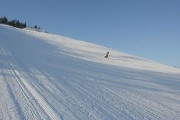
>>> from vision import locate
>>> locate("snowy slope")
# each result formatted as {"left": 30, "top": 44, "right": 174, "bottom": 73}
{"left": 0, "top": 24, "right": 180, "bottom": 120}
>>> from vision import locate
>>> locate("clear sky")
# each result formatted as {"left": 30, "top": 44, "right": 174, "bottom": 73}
{"left": 0, "top": 0, "right": 180, "bottom": 67}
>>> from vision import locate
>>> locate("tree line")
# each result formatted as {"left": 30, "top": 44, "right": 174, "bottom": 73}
{"left": 0, "top": 16, "right": 40, "bottom": 29}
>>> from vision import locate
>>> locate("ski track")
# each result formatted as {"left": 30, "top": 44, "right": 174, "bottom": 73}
{"left": 0, "top": 25, "right": 180, "bottom": 120}
{"left": 0, "top": 44, "right": 61, "bottom": 120}
{"left": 0, "top": 70, "right": 23, "bottom": 120}
{"left": 70, "top": 78, "right": 179, "bottom": 120}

# WHAT YOU WILL DO
From the first line to the last, repeat the entries exactly and leave out the pictures.

# EXERCISE ANSWER
>>> from vision import locate
>>> locate("snowy slope")
# each result formatted as {"left": 30, "top": 44, "right": 174, "bottom": 73}
{"left": 0, "top": 24, "right": 180, "bottom": 120}
>>> from vision import locate
>>> locate("clear sky")
# each result formatted as {"left": 30, "top": 44, "right": 174, "bottom": 73}
{"left": 0, "top": 0, "right": 180, "bottom": 67}
>>> from vision import locate
>>> locate("tree line")
# each result formatted as {"left": 30, "top": 44, "right": 174, "bottom": 73}
{"left": 0, "top": 16, "right": 40, "bottom": 29}
>>> from vision import locate
>>> locate("ski track")
# each result formatted as {"left": 30, "top": 44, "right": 174, "bottom": 73}
{"left": 0, "top": 25, "right": 180, "bottom": 120}
{"left": 0, "top": 44, "right": 61, "bottom": 120}
{"left": 0, "top": 70, "right": 23, "bottom": 120}
{"left": 70, "top": 78, "right": 179, "bottom": 120}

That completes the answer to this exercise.